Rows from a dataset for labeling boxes
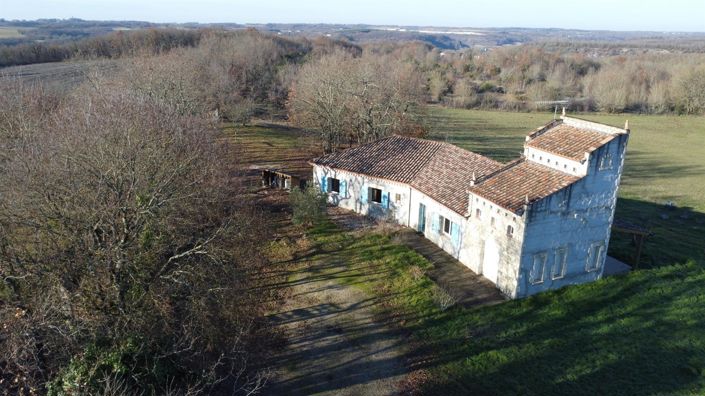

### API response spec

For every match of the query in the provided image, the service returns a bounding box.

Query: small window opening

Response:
[370,187,382,203]
[443,217,451,234]
[329,177,340,193]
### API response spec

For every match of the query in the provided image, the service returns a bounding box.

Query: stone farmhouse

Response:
[311,110,629,298]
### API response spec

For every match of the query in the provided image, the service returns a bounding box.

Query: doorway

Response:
[417,203,426,234]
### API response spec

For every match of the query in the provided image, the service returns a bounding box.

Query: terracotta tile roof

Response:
[411,143,502,215]
[313,136,443,184]
[470,158,580,212]
[526,123,617,161]
[312,136,502,215]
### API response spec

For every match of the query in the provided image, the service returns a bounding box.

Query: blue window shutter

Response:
[340,180,348,198]
[450,223,460,247]
[382,191,389,209]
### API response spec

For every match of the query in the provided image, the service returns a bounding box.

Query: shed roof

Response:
[312,135,502,215]
[312,116,629,215]
[470,158,580,212]
[526,124,617,161]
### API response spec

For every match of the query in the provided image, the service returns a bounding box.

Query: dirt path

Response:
[265,235,407,395]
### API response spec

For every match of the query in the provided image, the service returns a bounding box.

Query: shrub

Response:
[433,286,458,311]
[289,186,326,226]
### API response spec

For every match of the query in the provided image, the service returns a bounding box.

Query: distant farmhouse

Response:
[311,111,629,298]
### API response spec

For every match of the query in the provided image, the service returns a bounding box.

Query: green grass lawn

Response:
[240,109,705,395]
[429,108,705,268]
[310,223,705,395]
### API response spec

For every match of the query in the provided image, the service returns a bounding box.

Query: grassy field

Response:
[234,110,705,395]
[430,108,705,268]
[310,223,705,395]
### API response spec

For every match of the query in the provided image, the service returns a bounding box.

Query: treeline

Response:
[0,29,203,67]
[415,46,705,114]
[0,30,384,395]
[0,31,312,395]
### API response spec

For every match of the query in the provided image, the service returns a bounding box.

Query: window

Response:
[328,177,340,193]
[585,241,605,272]
[370,187,382,203]
[600,153,612,170]
[440,216,453,235]
[551,246,568,279]
[529,252,548,285]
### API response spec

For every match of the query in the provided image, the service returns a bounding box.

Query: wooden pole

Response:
[634,235,644,269]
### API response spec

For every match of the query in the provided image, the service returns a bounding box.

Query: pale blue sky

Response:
[0,0,705,32]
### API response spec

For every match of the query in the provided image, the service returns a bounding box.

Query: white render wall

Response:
[313,165,410,226]
[524,146,588,176]
[461,194,524,298]
[313,165,467,262]
[313,128,628,298]
[409,188,468,265]
[516,135,628,297]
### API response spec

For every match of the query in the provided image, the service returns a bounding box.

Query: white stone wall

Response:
[409,189,468,265]
[463,194,524,297]
[524,146,588,176]
[516,135,628,297]
[313,165,410,225]
[313,124,628,298]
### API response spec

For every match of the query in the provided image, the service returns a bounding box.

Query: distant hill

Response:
[0,19,705,53]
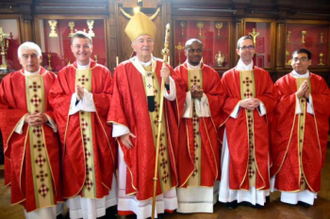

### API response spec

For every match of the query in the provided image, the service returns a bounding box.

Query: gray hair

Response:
[71,31,93,45]
[17,42,42,59]
[237,35,254,49]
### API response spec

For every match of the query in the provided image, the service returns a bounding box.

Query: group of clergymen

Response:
[0,12,330,219]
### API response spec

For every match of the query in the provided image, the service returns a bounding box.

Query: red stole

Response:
[221,67,276,190]
[0,68,61,212]
[108,60,184,200]
[175,63,224,187]
[271,73,330,192]
[49,61,116,198]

**Work instructions**
Pull out every line of the records above that contains the word "stone", copying each line in full.

**Exercise answer**
Query: stone farmhouse
Query: white stone wall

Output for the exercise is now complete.